### Prompt 1
Starting from the top of the listing and running through the line containing "evenodd fill-rule", inclusive, write those lines out again with "outline" switched to "boundary" and nothing else changed.

### Page
--- START ---

8

In the newton optimization algorithm to find the local minimum $x^*$ of a non-linear function $f(x)$ with iteration sequence of $x_0 \rightarrow x_1 \rightarrow x_2 ... \rightarrow x^*$ all $\nabla ^2 f(x_k)$ should be pos. definite otherwise search direction might not be a descent direction. The solution to this problem is to use Hessian modification techniques.

I am looking for a simple function that has local minimum at $x^*$, but $\nabla ^2 f(x_k)$ is not positive definite, and hence the Newton algorithm fails. Then after using one of the Hessian modification techniques, Newton algorithm converges to $x^*$

ManiAm
  • 733

2 Answers2

14

I found a good example:

$f(x_1,x_2)=(1.5-x_1+x_1*x_2)^2 + (2.25-x_1+x_1*x_2^2)^2 + (2.625-x_1+x_1*x_2^3)^2$

Damped Newton method with starting point $x_0 = (4,1)^T$ fails. This is why:

$\nabla^2 f(x_0)= \left( \begin{matrix} 0 & 27.75 \\ 27.75 & 610 \\ \end{matrix} \right) $ and search direction is $p_0=-\nabla^2 f(x_0)*\nabla f(x_0)=(-4,0)^T$

The search direction is pointing to a wrong direction! This is because Hessian matrix is not positive definite and thus $p_0$ is not in the descent direction.

--- END ---

### Records to process
--- START ---

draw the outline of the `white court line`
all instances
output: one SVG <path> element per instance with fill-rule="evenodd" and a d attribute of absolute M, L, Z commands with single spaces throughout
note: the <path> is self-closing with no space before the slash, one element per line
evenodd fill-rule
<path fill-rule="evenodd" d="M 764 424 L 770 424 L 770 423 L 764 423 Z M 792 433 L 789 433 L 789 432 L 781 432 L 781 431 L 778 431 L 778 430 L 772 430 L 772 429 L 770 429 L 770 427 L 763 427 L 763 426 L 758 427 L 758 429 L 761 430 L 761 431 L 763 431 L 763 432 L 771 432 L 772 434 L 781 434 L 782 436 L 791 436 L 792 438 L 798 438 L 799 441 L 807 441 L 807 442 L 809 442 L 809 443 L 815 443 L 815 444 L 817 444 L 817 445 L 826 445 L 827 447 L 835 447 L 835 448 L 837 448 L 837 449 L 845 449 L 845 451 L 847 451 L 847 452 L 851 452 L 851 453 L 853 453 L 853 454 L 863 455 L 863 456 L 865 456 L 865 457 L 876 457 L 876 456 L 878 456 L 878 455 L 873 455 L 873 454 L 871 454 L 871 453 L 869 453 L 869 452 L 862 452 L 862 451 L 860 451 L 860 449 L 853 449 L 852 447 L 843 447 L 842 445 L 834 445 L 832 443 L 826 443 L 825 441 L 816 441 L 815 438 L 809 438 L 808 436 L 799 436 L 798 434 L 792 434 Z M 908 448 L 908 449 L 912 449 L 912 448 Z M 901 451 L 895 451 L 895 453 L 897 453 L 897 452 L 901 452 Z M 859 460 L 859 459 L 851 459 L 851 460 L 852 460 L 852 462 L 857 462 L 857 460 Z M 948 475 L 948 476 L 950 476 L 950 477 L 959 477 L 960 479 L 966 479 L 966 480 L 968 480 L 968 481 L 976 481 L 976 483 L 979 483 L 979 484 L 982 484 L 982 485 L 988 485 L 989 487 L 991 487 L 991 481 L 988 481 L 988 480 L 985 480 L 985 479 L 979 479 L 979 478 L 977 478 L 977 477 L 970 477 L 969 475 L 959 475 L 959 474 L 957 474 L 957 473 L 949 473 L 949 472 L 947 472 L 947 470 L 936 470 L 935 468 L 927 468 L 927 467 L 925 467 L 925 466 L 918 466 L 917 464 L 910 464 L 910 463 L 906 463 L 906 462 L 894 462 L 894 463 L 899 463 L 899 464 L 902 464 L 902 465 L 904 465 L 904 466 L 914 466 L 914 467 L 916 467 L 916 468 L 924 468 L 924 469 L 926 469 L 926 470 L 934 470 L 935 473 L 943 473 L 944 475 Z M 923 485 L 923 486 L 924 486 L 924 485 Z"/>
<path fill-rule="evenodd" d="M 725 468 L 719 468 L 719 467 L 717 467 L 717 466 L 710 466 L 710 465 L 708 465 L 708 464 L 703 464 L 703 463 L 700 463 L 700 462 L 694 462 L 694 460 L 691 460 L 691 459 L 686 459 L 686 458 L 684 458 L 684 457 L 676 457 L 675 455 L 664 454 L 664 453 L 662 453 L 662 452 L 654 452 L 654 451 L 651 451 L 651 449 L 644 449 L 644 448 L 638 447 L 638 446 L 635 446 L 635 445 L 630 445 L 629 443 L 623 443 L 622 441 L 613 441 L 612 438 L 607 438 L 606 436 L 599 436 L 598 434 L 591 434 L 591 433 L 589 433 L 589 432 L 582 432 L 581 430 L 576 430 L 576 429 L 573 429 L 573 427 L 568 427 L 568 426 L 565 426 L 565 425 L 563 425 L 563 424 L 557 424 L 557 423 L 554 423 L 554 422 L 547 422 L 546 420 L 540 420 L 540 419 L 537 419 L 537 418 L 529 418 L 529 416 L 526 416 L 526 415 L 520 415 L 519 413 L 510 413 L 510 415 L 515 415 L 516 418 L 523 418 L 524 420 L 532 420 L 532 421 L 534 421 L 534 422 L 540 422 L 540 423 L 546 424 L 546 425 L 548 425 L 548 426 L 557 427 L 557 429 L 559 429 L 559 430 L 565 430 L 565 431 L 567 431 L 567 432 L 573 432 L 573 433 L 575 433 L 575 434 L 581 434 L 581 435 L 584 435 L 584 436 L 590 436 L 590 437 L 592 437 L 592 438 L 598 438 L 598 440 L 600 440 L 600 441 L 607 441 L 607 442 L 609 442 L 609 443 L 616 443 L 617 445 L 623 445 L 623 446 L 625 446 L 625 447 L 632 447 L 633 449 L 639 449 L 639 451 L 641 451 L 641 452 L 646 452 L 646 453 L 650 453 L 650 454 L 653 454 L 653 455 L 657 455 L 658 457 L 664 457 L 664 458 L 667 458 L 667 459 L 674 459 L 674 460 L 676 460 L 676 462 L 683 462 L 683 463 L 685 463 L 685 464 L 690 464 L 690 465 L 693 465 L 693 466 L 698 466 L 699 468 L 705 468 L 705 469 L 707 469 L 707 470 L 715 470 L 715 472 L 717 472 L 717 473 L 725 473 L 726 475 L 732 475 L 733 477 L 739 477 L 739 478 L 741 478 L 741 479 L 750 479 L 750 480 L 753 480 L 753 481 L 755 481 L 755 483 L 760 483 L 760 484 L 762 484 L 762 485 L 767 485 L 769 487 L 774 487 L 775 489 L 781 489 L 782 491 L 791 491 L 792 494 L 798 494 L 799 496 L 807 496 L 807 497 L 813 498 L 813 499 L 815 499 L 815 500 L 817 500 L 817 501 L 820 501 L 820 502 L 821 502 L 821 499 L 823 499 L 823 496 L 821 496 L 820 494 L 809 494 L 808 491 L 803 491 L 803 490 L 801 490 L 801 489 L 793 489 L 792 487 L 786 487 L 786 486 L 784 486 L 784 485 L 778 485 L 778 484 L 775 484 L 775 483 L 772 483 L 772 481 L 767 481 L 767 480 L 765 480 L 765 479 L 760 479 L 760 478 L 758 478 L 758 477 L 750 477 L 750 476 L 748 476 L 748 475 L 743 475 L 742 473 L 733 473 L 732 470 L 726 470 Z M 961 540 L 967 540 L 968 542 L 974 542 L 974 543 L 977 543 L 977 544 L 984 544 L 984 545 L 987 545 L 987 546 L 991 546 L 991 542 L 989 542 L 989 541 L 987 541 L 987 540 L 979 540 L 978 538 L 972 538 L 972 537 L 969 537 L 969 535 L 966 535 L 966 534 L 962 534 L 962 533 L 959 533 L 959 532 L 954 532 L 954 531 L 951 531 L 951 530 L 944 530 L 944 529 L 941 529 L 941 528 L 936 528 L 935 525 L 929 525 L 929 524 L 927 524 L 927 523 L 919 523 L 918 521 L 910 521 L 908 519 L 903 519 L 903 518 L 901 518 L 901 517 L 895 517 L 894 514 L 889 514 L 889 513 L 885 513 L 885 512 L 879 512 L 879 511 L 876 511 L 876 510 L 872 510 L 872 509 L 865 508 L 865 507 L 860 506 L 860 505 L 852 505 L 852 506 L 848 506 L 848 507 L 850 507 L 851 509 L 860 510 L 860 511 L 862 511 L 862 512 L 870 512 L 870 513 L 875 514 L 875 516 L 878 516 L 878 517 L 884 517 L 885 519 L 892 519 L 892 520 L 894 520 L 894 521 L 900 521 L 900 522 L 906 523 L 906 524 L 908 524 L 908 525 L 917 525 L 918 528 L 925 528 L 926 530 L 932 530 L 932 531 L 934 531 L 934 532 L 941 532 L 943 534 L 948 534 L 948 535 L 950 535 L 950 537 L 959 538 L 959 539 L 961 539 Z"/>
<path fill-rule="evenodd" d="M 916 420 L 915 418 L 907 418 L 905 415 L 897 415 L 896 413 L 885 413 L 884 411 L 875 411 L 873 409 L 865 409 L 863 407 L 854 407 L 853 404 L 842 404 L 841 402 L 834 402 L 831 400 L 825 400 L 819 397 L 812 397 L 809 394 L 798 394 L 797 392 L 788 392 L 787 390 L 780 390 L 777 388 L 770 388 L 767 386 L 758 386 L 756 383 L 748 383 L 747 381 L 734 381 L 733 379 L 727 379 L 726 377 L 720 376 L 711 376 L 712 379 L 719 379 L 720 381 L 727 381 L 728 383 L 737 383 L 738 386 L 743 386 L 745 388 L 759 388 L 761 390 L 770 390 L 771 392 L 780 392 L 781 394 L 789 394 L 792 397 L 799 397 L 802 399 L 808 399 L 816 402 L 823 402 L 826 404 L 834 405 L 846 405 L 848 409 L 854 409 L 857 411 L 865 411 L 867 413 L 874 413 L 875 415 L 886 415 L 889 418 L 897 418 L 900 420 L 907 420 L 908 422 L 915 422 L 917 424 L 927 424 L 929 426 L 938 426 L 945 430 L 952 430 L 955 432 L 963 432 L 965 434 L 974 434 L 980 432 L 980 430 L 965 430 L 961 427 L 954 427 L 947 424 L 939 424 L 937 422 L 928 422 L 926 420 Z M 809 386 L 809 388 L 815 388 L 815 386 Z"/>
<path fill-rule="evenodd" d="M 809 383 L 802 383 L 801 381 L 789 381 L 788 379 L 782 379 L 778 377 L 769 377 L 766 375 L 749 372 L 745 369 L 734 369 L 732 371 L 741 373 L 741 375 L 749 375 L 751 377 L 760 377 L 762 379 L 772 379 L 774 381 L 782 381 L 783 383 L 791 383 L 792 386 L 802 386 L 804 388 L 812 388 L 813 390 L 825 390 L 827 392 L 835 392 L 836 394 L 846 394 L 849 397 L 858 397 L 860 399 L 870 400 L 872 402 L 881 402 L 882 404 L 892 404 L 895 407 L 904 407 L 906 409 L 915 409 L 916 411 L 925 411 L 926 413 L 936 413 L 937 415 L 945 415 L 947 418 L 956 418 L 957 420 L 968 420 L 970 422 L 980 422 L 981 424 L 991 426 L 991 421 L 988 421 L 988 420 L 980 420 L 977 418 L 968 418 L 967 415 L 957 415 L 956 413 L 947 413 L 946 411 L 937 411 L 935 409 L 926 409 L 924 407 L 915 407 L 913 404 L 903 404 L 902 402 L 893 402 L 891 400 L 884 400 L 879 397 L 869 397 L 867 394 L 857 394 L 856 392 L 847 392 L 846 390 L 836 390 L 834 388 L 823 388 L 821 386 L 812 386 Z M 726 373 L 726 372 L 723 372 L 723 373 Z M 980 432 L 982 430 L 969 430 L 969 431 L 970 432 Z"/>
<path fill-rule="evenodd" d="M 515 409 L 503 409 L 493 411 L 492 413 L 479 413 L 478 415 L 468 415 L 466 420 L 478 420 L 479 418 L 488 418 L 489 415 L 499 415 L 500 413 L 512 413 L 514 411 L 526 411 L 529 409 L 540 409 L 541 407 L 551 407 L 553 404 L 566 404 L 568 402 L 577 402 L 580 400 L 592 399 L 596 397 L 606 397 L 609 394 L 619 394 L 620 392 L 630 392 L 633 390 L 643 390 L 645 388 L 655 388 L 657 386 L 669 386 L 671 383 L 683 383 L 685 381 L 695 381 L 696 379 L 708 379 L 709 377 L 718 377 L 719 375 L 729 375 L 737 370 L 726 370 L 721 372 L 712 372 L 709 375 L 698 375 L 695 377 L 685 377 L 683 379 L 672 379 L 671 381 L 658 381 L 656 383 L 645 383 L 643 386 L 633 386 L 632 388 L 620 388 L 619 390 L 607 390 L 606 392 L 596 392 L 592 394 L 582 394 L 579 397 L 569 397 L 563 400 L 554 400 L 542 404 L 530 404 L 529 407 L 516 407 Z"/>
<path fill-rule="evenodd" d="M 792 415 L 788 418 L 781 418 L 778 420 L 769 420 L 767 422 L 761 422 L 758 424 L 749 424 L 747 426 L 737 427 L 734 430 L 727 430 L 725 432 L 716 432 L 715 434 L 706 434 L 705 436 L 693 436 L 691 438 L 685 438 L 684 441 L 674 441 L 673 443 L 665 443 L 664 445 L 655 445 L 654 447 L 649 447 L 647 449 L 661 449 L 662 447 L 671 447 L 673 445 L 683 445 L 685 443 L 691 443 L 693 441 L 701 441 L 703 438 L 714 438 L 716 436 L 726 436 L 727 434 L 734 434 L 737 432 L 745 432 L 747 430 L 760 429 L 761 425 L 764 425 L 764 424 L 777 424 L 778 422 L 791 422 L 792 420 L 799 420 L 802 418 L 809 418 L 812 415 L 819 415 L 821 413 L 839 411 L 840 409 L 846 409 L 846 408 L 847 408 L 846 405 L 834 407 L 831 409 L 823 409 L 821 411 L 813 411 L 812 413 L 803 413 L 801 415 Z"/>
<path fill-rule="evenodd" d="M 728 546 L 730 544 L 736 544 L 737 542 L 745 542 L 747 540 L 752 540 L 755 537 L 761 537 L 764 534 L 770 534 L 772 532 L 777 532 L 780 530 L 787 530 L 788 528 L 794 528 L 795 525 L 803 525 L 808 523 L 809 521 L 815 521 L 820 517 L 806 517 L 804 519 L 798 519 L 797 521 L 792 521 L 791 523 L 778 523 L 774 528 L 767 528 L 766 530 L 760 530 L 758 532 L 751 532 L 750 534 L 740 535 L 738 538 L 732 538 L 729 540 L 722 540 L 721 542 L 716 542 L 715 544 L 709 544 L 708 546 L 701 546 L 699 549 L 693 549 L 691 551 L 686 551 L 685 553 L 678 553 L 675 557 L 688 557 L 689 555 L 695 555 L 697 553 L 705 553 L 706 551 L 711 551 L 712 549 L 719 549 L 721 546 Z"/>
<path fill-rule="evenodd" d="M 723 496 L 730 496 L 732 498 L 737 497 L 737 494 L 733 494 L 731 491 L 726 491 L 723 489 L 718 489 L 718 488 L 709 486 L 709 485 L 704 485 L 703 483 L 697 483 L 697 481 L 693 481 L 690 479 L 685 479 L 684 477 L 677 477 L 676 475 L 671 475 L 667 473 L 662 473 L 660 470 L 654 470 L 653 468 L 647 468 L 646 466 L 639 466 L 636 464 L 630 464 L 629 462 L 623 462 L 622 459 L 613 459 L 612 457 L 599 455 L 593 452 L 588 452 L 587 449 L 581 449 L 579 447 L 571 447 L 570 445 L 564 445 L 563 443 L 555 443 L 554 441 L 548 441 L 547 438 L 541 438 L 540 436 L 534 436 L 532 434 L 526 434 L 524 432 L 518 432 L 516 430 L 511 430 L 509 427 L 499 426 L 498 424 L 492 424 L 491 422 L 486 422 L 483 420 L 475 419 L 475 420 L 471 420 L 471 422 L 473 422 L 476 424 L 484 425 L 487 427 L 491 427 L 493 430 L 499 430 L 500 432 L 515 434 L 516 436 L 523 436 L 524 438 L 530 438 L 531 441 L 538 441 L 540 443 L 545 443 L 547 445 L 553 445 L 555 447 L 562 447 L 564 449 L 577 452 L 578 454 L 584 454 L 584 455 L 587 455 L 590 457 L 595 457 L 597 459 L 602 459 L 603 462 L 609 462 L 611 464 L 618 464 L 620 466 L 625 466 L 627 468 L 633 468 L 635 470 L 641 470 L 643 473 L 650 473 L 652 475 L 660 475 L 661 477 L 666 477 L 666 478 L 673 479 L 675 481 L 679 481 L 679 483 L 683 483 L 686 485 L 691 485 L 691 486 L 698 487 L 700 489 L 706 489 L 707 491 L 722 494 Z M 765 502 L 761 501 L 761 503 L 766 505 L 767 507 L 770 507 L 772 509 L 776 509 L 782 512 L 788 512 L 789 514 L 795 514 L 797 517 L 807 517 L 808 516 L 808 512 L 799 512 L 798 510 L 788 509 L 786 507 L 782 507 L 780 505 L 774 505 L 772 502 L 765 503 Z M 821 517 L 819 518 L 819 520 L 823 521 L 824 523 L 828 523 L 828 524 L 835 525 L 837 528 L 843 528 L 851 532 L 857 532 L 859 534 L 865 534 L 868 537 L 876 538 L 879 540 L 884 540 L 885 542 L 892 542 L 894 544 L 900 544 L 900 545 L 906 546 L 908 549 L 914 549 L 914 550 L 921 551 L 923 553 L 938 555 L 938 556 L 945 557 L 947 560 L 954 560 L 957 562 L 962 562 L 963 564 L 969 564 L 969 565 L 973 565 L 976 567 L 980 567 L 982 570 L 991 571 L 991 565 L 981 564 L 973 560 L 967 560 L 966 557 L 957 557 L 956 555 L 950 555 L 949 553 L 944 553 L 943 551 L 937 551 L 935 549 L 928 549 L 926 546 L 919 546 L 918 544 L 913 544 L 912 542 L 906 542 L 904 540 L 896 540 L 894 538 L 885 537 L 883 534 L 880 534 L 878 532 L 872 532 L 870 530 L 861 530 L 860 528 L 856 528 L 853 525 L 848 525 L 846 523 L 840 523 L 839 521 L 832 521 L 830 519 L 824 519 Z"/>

--- END ---

### Prompt 2
In the thread on Newton's method, what starting point makes the damped Newton method fail for the example function?

### Finished answer 1
draw the boundary of the `white court line`
all instances
output: one SVG <path> element per instance with fill-rule="evenodd" and a d attribute of absolute M, L, Z commands with single spaces throughout
note: the <path> is self-closing with no space before the slash, one element per line
evenodd fill-rule

### Finished answer 2
x_0 = (4, 1)^T